__Activity__: Check every line of the entries for "below", and copy the lines that hold it.

### Available data ###

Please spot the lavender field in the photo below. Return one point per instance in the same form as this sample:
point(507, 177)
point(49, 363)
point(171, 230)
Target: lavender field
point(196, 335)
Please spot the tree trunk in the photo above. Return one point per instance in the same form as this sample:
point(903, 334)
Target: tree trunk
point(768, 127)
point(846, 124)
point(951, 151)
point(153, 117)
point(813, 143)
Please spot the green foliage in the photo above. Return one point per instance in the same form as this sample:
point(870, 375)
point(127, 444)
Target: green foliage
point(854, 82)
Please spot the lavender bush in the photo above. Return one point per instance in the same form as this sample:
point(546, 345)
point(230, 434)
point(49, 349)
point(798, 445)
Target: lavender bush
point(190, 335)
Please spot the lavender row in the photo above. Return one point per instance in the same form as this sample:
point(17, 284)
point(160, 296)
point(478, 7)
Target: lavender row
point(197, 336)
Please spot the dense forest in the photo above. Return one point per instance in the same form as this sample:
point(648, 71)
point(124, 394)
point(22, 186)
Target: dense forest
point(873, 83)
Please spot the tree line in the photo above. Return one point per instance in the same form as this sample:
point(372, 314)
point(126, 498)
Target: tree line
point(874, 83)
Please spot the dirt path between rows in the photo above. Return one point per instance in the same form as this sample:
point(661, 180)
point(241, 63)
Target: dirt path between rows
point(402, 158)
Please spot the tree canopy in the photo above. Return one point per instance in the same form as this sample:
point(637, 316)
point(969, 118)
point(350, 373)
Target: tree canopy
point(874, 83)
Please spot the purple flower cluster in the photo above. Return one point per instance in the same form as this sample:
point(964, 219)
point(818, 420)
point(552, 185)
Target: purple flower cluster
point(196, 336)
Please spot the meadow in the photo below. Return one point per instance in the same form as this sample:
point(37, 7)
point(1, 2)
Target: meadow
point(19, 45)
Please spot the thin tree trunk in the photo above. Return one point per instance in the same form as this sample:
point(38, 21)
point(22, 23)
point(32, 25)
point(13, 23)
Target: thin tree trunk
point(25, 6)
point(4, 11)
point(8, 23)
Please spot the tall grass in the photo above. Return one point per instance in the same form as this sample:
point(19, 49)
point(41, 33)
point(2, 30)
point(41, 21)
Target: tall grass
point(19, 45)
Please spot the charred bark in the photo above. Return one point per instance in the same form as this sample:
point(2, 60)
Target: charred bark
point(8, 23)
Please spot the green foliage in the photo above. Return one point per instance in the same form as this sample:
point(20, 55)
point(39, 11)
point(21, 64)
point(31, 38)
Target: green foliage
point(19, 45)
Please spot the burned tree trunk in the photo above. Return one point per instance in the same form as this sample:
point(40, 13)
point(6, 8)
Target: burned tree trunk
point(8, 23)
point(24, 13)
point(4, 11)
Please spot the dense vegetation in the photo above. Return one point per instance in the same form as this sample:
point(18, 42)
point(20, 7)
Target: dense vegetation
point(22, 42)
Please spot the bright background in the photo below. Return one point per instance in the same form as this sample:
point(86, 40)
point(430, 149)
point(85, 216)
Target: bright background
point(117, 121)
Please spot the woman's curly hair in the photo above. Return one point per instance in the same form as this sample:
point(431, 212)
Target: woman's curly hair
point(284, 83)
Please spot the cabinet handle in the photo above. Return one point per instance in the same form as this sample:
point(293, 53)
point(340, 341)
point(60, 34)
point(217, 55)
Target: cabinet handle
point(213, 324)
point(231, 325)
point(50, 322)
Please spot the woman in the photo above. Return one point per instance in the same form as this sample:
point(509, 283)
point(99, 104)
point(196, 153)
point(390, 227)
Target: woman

###

__Output of the exercise__:
Please spot the lavender field in the photo below. Return one point per instance in the same form as this sample:
Please spot the meadow in the photo below. Return one point per instance in the same form as this sample:
Please spot the bright background in the photo below. Return one point per instance in the same form as this sample:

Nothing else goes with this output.